Textabschnitt
■ ■ ■ ■ ■ ■ ■
Sie hätten die Telefone ausgeschaltet und sich vermummt. Rico K. sei vorne dabei gewesen, er habe sich zwei La Bombas genommen und sei dann mit den anderen „im Gänsemarsch“ an die Vorderseite des Hauses. Rico K. habe angegeben, so der Beamte, dass er aus „Gruppenzwang“ mitgemacht habe, denn er wolle „dazu gehören“ und habe „sonst keine Freunde“. Einen der La Bombas habe er gezündet und in Richtung Haus geworfen, den anderen habe er nur weggeworfen. Er habe während des Angriffs im Haus ein Kind gesehen, weswegen er die anderen aufgefordert habe, abzulassen. Sein Einwand sei aber weggewischt worden mit den Worten: „Scheißegal, die werden auch erwachsen.“ Da sich die Bewohner des Hauses gewehrt hätten, habe er sich hinter einem Glascontainer versteckt und sei dann zu Fuß geflüchtet.
Zur Wilsdruffer Straße habe Rico K. erzählt, dass er vorher mit in Tschechien gewesen sei. Für die Tatplanung sei Patrick F. verantwortlich gewesen. Außerdem hätten sich Freiwillige gemeldet, die dabei mitmachen wollten. In Patrick F.s Wohnung sei er auch gewesen und F. habe dort unter Verwendung von Handschuhen Pyrotechnik präpariert. Rico K. habe gar nicht zum Angriffsobjekt gewollt, so die Erinnerung des Beamten an die Vernehmung. Timo S., der ihn gefahren habe, habe den Anschlag aber verfolgen wollen und sich in der Nähe mit seinem PKW auf einen Hügel gestellt. K. habe drei Knallgeräusche vernommen und später dann Rauch gesehen. Danach seien sie erst am Haus vorbeigefahren und dann weiter zu McDonalds. Sie hätten dort die anderen getroffen und Rico K. sei in ein anderes Auto umgestiegen.
Die Freitaler habe Rico K. auf verschiedenen Demonstrationen kennengelernt und er sei danach öfter an der ARAL in Freital gewesen. Maria K. habe er „nie gemocht“, die habe sich immer „aufgespielt“. Patrick F. sei „ausschlaggebend“ für die Gruppierung gewesen.
Gefragt wurde auch nach der Freien Kameradschaft Dresden (FKD), berichtet der Beamte. Rico K. habe sie als „Saufgemeinschaft“ beschrieben und gesagt, er wisse nicht, welches Ziel die FKD verfolge. Die Führung habe dort Benjamin Z. inne gehabt. Rico K. habe mitgemacht, weil er „in die Szene rein wollte“.
■ ■ ■ ■ ■ ■ ■
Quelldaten
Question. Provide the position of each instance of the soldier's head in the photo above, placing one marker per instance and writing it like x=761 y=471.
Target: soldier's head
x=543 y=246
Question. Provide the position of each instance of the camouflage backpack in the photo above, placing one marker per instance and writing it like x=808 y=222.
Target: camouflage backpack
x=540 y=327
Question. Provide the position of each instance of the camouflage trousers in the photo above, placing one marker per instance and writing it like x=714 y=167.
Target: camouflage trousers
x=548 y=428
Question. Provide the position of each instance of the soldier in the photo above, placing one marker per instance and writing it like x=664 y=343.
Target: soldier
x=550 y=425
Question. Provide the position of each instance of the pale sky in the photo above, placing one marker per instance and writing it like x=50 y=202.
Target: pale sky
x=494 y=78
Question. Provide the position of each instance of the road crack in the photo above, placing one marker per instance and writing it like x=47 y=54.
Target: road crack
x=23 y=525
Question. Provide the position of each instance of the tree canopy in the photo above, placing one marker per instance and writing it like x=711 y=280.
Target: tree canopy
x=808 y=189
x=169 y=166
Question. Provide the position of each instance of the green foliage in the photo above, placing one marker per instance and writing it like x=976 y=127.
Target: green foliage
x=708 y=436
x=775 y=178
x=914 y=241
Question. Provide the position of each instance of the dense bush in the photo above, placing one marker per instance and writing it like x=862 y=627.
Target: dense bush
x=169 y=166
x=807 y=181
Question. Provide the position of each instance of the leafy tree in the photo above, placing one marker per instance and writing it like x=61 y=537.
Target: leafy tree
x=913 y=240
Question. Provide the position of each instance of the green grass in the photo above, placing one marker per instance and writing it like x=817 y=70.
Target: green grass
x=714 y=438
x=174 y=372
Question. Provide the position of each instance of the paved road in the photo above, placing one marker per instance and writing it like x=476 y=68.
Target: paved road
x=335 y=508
■ ■ ■ ■ ■ ■ ■
Übungsaufgaben
a: Prüfen Sie, ob die folgenden Aussagen mit dem Text über die Vernehmung von Rico K. übereinstimmen: (i) Rico K. warf beide La Bombas in Richtung des Hauses. (ii) Für die Tatplanung an der Wilsdruffer Straße war Patrick F. verantwortlich. (iii) Rico K. kannte nach eigener Angabe das Ziel der FKD. Antworten Sie jeweils mit Ja oder Nein und zitieren Sie die entscheidenden Worte des Textes.
b: Fassen Sie den Absatz des Textes über die Vernehmung von Rico K., der mit „Zur Wilsdruffer Straße habe Rico K. erzählt“ beginnt, als Liste zusammen und behalten Sie dabei die wesentlichen Fakten bei.
c: Setzen Sie den Text über die Vernehmung von Rico K. im Anschluss an seinen letzten Satz fort.

Lösungen je Eintrag
a:
(i) Nein: „Einen der La Bombas habe er gezündet und in Richtung Haus geworfen, den anderen habe er nur weggeworfen.“
(ii) Ja: „Für die Tatplanung sei Patrick F. verantwortlich gewesen.“
(iii) Nein: „er wisse nicht, welches Ziel die FKD verfolge“

b:
- Rico K. war vorher mit in Tschechien.
- Patrick F. war für die Tatplanung verantwortlich; Freiwillige meldeten sich zur Teilnahme.
- In Patrick F.s Wohnung präparierte F. mit Handschuhen Pyrotechnik, und Rico K. war dort ebenfalls.
- Rico K. wollte nicht zum Angriffsobjekt, doch sein Fahrer Timo S. wollte den Anschlag verfolgen und stellte sich mit dem PKW in der Nähe auf einen Hügel.
- Rico K. hörte drei Knallgeräusche und sah später Rauch.
- Danach fuhren sie am Haus vorbei und weiter zu McDonalds.
- Dort trafen sie die anderen, und Rico K. stieg in ein anderes Auto um.

c:
Abschließend wird noch die Wohnungsdurchsuchung thematisiert. Neben einem Laptop mit dem Aufkleber „Ein Herz für Deutschland“, seien legale Silvesterböller beschlagnahmt worden. Außerdem hätten die Beamten mehrere Aufkleber der FKD gefunden.
Die Befragung endet nach etwa zwei Stunden und mit ihr der heutige Prozesstag.
Der erste Zeuge am 17. Verhandlungstag ist der Polizeibeamte D. vom Bundeskriminalamt (BKA). Er war am 19. April 2016 an der Wohnungsdurchsuchung des Angeklagten Rico K. beteiligt und hat ihn anschließend in Anwesenheit seines Verteidigers vernommen.
Nach der Belehrung habe D. dem damals Beschuldigten die Tatvorwürfe, unter anderem das Herbeiführen einer Sprengstoffexplosion und 4-facher versuchter Mord, eröffnet. Rico K. habe sich dann zum Anschlag Wilsdruffer Straße geäußert. Zunächst berichtete er von der Fahrt nach Tschechien, bei der Patrick F. Pyrotechnik, Spirituosen und Zigaretten im Wert von mehreren hundert Euro erworben habe. Sie seien mit zwei PKW unterwegs gewesen, ein Auto sei auf dem Rückweg vorangefahren, um etwaige Polizeikontrollen frühzeitig zu entdecken. Die habe es aber nicht gegeben, was telefonisch kommuniziert worden sei.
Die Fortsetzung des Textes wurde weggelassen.